Excerpts from a point labeling dataset:
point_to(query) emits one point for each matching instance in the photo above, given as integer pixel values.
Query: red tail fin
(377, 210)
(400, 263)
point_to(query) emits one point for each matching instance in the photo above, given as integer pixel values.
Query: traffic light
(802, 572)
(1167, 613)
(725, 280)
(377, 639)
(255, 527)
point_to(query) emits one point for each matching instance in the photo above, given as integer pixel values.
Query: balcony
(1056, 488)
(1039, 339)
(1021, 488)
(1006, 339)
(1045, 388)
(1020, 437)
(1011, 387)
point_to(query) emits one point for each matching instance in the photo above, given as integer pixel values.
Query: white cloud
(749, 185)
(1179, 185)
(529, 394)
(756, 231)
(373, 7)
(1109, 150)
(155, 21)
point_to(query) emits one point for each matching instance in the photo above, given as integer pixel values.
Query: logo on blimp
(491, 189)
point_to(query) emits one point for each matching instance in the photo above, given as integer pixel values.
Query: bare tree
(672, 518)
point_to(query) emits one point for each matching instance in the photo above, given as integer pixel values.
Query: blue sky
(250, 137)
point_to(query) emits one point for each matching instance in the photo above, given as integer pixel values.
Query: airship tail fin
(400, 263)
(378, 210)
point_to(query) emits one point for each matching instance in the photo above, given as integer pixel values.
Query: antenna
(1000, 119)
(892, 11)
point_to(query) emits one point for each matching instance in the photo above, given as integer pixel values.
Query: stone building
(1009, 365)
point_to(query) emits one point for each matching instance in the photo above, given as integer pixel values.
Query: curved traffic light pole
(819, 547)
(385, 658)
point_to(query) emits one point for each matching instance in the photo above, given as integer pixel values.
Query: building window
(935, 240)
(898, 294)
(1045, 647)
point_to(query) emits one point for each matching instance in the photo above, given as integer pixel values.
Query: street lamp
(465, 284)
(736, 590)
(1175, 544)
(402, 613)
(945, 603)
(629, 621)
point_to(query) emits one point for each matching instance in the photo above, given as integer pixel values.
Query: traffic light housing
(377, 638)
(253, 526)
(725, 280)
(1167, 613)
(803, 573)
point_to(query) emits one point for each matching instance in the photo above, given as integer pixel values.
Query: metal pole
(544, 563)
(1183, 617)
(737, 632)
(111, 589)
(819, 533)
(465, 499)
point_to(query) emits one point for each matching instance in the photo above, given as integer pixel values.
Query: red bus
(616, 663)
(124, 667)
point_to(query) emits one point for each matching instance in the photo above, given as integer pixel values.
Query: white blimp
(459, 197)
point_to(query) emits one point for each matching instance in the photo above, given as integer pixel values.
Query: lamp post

**PROBLEM REQUIREMENTS**
Reproduce all of the records above word for word, keeping every line unchanged.

**EXPECTED ANSWER**
point_to(query) emits one point for each matching instance in the photo above, given as integer pixel values.
Query: red tail fin
(377, 210)
(400, 263)
point_to(query) emits one point for each matching instance in the photo above, given as integer pixel values.
Query: traffic light
(802, 572)
(1167, 613)
(725, 280)
(377, 639)
(255, 527)
point_to(query) emits one point for each matching instance in the photo above, given as integer pixel values.
Query: balcony
(1056, 488)
(1039, 339)
(1021, 488)
(1006, 339)
(1045, 388)
(1020, 437)
(1011, 387)
point_to(query) emits one point for each matching instance in the photo above, given as integer pixel values.
Query: white cloud
(749, 185)
(1179, 185)
(529, 394)
(756, 231)
(373, 7)
(1109, 150)
(155, 21)
point_to(query) emits one point for each matching instance in the photo above, given as integer pixel values.
Query: logo on blimp
(491, 189)
point_to(query) emits one point for each matching instance in the photo above, given as integer pixel values.
Query: bare tree
(672, 518)
point_to(query) emits one point for each matching instance in the photo above, given as integer pixel values.
Query: blue sky
(250, 137)
point_to(query) emits one point for each matching instance in the photo above, given as integer pixel values.
Query: airship tail fin
(400, 263)
(378, 210)
point_to(query) emits one point for each matching instance in the photo above, given as integer pixel values.
Query: antenna
(1000, 119)
(892, 11)
point_to(query) emits one point for each matching instance in the photo above, given as integer pixel values.
Query: stone building
(1009, 365)
point_to(query) emits one point for each matching instance in the photo above, given as integer pixel values.
Query: curved traffic light pole
(819, 547)
(385, 658)
point_to(query) emits one point for each matching instance in the photo above, given as integer pixel values.
Query: building window
(935, 240)
(898, 294)
(1045, 647)
point_to(query) emits one point for each matching instance in the photo above, given as integer pixel values.
Query: street lamp
(465, 284)
(736, 590)
(1175, 544)
(402, 613)
(945, 603)
(629, 621)
point_to(query) emits one point for each matching instance in the photo above, given as integer pixel values.
Query: traffic light housing
(377, 638)
(253, 526)
(725, 280)
(1167, 613)
(803, 573)
point_to(query) emits one point for each matching instance in the photo above, given as integer pixel values.
Query: metal pole
(544, 563)
(1183, 617)
(737, 632)
(111, 589)
(819, 533)
(465, 499)
point_to(query) emits one point for each matching instance in the photo above, given as integer pixel values.
Query: red bus
(616, 663)
(124, 667)
point_to(query) emits one point for each matching instance in the photo above, given as integer pixel values.
Query: white blimp
(459, 197)
point_to(query) emits one point for each matching instance in the photo above, given as integer pixel values.
Query: lamp post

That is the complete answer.